> **Description of the task**
Copy only the records from the line with "Mark one point on every instance of the tree" through the end of the records, requests included, and offset every coordinate in the answers by adding 7 to it.

(Location identification items)

* start *

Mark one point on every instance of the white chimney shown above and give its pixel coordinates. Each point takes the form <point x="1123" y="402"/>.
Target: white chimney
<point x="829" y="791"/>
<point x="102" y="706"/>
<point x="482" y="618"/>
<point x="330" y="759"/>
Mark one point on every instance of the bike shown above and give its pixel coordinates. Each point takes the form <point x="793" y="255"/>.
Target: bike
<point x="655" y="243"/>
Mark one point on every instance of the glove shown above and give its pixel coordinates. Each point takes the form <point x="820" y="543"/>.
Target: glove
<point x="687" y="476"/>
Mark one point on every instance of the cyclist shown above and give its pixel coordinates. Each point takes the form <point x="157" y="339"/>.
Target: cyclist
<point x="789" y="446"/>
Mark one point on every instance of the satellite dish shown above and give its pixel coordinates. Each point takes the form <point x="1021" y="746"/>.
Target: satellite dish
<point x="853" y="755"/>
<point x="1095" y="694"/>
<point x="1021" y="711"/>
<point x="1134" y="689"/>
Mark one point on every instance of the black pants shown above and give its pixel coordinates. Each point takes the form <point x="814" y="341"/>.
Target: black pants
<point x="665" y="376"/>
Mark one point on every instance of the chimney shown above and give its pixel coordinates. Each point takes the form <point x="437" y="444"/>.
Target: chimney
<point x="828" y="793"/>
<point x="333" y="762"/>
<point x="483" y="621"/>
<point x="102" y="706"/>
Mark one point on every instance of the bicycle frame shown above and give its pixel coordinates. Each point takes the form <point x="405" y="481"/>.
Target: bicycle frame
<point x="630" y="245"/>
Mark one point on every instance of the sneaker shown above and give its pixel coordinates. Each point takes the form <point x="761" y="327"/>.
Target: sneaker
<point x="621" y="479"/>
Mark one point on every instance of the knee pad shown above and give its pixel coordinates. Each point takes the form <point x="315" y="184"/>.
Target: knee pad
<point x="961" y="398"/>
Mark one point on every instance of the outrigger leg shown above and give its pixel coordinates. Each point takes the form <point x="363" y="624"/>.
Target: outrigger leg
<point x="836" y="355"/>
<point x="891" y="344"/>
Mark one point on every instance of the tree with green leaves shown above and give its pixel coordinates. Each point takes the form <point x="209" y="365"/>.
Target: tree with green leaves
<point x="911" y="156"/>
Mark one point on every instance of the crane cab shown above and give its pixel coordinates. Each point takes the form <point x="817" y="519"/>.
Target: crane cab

* end *

> **Result for this exercise**
Mark one point on every instance of the tree with green leaves shown above and give its pixel coordinates. Each point takes the form <point x="209" y="365"/>.
Target: tree with green leaves
<point x="918" y="163"/>
Mark one point on every instance of the crane cab shown above and give its pixel coordinates. Each point takes the form <point x="817" y="519"/>.
Target: crane cab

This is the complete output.